-- Given text follows --
Dear Wiki user,

You have subscribed to a wiki page or wiki category on "Pig Wiki" for change 
notification.

The following page has been changed by GuntherHagleitner:
http://wiki.apache.org/pig/PigMultiQueryPerformanceSpecification

New page:
[[Anchor(Multi-query_Performance)]]
= Multi-query Performance =

Currently scripts with multiple store commands can result in a lot of 
duplicated work. The idea how to avoid the duplication is described here: 
https://issues.apache.org/jira/browse/PIG-627

[[Anchor(External)]]
== External ==

[[Anchor(Use_cases:)]]
=== Use cases: ===

[[Anchor(Explicit/implicit_split:)]]
==== Explicit/implicit split: ====

There might be cases in which you want to different processing on separate 
parts of the same datastream. Like so:

{{{
A = load ...
...
split A' into B if ..., C if ...
...
store B' ...
store C' ...
}}}

or

{{{
A=load ...
...
B=filter A' ...
C=filter A' ...
...
store B' ...
store C' ...
}}}

In the current system the first example will dump A' to disk and then start 
jobs for B' and C'. In the second example Pig will execute all the dependencies 
of B' and store it. And then execute all the dependencies of C' and store it.

Both of the above are equivalent, but the performance will be different. 

Here's what we plan to do to increase the performance:

   * In the second case we will add an implicit split to transform the query to 
case number one. That will eliminate the processing of A' multiple times.
   * Make the split non-blocking and allow processing to continue. This will 
help reduce the amount of data that has to be stored right at the split.
   * Allow multiple outputs from a job. This way we can store some results as a 
side-effect. This is also necessary to make the previous item work.
   * Allow multiple split branches to be carried on to the combiner/reducer. 
This will reduce the amount of IO again in the case where multiple branches in 
the split can benefit from a combiner run.

[[Anchor(Storing_intermediate_results)]]
==== Storing intermediate results ====

Sometimes people will store intermediate results.

{{{
A=load ...
...
store A'
...
store A''
}}}

If the script doesn't re-load A' for the processing of A'' the steps above A' 
will be duplicated. This is basically a special case of Number 2 above, so the 
same steps are recommended. With the proposed changes the script will basically 
process A'' and dump A' as a side-effect. Which is what the user probably 
wanted to begin with.

[[Anchor(Why?)]]
=== Why? ===

Pig's philosophy is: Optimize it yourself, why don't you.

However:

   * Implicit splits: It's probably what you expect when you use the same 
handle in different stores.
   * Store/Load vs Split: When optimizing, it's a reasonable assumption that 
splits are faster than load/store combinations
   * Side-effects: There is no way right now to make use of this

[[Anchor(Changes)]]
=== Changes ===

[[Anchor(Execution_in_batch_mode)]]
==== Execution in batch mode ====

Batch mode is entered when Pig is given a script to execute. Interactive mode 
is on the grunt shell ("grunt:>"). Right now there isn't much difference 
between them. In order for us to optimize the multi-query case, we'll need to 
distinguish the two more.
-- Given text concluded --
-- Given information follows --
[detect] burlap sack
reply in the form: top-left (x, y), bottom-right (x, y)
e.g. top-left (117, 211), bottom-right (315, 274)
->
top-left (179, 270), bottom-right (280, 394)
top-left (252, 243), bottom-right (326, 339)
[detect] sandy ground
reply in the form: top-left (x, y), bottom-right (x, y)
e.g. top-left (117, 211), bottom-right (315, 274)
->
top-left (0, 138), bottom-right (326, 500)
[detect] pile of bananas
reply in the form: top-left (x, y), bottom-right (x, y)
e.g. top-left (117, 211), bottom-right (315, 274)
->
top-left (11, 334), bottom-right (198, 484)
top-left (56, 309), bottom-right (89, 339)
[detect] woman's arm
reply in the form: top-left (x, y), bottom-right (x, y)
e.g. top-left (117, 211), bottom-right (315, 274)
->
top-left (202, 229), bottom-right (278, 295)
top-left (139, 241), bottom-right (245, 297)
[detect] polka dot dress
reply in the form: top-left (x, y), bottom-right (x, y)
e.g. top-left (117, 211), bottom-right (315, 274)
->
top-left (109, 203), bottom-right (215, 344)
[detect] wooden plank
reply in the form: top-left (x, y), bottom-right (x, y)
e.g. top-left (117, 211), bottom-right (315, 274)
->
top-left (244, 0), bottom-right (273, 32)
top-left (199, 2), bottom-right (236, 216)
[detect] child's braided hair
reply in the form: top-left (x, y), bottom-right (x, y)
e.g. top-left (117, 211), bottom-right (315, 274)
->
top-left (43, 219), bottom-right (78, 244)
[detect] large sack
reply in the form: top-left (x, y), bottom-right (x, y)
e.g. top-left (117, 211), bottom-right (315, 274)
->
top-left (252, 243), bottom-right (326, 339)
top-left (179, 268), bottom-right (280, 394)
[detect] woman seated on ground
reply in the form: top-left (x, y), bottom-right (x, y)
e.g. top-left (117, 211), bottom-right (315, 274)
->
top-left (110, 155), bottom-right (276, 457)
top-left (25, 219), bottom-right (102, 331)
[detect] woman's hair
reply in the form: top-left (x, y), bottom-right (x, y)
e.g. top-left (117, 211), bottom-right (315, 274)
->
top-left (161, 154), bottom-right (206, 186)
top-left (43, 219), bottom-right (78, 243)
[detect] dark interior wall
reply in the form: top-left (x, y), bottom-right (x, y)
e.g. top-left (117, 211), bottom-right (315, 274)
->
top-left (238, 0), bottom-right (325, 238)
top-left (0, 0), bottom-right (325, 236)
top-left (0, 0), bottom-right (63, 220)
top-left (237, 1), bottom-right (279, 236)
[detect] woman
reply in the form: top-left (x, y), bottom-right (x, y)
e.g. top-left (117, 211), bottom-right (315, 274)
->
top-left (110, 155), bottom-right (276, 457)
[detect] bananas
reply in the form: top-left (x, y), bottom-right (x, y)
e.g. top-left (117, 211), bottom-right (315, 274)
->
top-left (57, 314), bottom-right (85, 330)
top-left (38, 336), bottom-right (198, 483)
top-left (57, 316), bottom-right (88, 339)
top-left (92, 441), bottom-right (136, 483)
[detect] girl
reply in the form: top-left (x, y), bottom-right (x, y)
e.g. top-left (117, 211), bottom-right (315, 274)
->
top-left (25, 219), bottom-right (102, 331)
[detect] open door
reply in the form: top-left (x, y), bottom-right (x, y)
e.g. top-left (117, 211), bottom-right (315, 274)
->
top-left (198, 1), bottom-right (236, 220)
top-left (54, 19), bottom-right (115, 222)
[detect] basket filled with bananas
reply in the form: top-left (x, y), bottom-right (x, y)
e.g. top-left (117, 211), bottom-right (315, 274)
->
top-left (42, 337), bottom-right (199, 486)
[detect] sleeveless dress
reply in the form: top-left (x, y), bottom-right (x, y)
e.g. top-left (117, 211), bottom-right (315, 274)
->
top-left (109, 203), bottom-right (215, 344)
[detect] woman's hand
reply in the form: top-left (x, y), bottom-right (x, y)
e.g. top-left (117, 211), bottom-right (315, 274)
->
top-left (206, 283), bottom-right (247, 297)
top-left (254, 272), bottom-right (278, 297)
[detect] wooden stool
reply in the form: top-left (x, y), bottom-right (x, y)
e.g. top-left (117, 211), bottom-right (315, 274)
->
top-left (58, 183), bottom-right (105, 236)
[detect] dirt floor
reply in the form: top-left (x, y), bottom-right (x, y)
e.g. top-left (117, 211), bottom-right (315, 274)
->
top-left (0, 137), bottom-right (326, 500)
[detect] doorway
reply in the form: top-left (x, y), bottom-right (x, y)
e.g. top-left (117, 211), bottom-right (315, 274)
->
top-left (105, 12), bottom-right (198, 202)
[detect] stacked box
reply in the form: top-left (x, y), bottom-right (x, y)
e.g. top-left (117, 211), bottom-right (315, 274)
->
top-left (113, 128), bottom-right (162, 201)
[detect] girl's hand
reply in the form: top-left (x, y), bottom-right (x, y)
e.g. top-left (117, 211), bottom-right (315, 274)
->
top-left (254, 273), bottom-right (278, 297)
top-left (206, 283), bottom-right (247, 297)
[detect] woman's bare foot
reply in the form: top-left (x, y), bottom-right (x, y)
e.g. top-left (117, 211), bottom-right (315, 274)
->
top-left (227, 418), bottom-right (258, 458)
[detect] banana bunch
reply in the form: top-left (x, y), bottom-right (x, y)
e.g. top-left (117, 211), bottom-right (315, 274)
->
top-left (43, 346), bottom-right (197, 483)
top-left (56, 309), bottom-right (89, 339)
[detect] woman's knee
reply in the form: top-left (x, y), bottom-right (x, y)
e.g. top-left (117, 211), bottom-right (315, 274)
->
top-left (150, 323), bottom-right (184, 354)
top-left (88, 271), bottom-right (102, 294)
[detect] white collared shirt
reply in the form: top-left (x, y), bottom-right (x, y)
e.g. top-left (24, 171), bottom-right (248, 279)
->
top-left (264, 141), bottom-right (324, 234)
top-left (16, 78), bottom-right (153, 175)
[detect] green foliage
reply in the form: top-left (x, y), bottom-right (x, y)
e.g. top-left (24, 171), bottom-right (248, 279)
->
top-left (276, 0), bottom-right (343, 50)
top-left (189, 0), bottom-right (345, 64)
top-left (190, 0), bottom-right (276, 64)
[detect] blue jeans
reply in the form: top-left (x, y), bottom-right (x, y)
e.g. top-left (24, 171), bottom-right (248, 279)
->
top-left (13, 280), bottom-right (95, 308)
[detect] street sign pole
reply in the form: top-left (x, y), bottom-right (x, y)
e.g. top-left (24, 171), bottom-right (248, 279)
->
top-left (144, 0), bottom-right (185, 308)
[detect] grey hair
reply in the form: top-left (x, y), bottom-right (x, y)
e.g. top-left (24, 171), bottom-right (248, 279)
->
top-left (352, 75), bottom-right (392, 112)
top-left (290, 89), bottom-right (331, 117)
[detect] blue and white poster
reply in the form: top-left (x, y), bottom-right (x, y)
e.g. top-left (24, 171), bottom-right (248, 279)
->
-- Given information concluded --
Activity list –
1. Answer these questions from the multi-query performance page, one answer per line, marked like the questions:
(a) Which issue link does the page give for the idea of avoiding duplicated work?
(b) What does the page state Pig's philosophy to be?
(c) When is batch mode entered?
2. Repeat word for word the stretch of the multi-query performance page from "Here's what we" through "A' multiple times.".

Solutions below –
1.
(a) https://issues.apache.org/jira/browse/PIG-627
(b) Optimize it yourself, why don't you.
(c) When Pig is given a script to execute.

2.
Here's what we plan to do to increase the performance:

   * In the second case we will add an implicit split to transform the query to 
case number one. That will eliminate the processing of A' multiple times.